▸ **YOUR INSTRUCTIONS**:
Count the lines in the data below that contain the string "query", and reply with that number alone.

▸ **MATERIAL TO PROCESS**:
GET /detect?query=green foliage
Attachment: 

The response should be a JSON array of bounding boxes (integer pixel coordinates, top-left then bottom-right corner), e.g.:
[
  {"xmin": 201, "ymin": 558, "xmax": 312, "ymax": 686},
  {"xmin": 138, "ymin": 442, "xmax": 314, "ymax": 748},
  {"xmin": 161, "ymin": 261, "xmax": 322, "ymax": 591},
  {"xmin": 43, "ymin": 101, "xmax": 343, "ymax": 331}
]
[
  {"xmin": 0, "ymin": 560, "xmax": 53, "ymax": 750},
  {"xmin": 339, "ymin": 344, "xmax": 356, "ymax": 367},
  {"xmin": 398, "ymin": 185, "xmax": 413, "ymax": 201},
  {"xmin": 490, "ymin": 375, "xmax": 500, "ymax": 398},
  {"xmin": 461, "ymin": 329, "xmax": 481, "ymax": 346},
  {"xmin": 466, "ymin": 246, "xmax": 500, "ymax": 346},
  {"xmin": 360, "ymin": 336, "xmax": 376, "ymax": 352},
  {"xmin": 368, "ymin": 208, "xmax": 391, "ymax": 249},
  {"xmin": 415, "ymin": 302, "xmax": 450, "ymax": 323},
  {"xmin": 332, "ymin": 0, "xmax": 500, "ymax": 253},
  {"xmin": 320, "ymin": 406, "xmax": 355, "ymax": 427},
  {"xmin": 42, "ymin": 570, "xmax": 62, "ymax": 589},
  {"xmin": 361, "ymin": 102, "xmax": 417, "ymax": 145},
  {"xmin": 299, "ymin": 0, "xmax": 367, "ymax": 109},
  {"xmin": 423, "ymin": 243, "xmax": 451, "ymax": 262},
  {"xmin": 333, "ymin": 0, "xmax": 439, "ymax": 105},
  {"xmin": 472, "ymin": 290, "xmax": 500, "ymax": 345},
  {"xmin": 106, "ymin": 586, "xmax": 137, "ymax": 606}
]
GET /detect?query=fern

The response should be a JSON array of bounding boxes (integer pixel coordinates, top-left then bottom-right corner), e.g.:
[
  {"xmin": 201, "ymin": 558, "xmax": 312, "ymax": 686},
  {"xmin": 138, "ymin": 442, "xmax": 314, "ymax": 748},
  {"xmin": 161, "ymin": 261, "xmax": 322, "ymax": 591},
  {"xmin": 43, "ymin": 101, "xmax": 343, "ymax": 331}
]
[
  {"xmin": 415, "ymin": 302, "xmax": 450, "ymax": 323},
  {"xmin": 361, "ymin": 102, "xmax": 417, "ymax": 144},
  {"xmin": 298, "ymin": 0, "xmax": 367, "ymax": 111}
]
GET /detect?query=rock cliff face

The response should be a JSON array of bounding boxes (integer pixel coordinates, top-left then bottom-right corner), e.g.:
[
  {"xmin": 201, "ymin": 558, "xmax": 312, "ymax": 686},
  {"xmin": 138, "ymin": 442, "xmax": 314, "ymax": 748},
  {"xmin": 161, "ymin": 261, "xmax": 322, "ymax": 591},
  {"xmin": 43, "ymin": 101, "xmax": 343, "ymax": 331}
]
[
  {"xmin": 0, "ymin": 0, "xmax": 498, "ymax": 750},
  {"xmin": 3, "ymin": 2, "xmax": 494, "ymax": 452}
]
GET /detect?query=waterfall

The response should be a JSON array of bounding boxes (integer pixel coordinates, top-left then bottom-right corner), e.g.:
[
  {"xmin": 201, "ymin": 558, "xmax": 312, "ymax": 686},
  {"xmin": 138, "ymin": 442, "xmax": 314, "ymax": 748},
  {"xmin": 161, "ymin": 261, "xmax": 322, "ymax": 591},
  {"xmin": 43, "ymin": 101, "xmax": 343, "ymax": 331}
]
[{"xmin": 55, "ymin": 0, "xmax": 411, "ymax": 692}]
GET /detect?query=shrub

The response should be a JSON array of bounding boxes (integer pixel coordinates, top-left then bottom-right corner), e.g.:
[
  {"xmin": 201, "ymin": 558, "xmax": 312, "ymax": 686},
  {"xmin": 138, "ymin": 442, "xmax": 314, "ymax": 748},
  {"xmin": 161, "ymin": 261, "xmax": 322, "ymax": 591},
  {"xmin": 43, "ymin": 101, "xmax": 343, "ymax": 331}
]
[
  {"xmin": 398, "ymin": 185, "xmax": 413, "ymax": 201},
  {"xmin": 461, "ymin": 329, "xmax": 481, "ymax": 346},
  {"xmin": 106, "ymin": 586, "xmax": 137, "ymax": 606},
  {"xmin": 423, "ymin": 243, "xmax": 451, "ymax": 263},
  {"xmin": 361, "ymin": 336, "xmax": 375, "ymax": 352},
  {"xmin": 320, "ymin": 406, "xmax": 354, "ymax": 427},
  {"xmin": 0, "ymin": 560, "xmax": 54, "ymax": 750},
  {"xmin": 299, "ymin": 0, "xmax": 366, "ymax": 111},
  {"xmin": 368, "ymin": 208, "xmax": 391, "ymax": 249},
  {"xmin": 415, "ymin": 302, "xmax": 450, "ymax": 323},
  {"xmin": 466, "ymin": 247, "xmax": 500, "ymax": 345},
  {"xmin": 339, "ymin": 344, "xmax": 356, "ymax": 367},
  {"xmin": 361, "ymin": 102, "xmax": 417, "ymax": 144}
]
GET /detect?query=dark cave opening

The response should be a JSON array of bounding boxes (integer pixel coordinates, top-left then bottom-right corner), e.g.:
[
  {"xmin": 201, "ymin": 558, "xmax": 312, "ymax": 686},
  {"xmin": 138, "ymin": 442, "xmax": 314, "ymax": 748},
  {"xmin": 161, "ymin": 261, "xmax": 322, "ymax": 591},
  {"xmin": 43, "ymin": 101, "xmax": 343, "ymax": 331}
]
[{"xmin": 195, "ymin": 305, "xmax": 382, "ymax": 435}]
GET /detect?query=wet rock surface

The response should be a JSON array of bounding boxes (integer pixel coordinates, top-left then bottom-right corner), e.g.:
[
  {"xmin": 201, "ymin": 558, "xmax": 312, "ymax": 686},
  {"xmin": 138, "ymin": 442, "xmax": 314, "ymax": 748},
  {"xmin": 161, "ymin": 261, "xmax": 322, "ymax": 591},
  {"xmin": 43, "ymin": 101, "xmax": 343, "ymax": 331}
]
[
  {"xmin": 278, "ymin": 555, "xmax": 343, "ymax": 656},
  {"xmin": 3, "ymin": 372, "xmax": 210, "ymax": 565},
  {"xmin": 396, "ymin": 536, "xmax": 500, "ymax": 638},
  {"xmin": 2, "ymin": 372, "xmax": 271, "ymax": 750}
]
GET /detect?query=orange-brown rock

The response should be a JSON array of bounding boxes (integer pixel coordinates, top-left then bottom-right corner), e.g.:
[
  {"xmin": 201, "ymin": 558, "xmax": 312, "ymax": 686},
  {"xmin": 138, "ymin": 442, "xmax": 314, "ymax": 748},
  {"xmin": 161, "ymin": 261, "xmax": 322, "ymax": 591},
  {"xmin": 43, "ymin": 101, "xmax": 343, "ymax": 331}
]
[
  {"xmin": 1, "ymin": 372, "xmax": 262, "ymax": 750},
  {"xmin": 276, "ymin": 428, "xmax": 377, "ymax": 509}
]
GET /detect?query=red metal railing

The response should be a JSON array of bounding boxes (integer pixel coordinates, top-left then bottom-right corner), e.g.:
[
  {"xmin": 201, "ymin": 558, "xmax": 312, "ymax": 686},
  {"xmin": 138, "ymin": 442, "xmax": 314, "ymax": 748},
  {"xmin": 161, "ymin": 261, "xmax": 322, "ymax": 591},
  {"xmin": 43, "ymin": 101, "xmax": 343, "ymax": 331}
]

▸ **FULL SOLUTION**:
9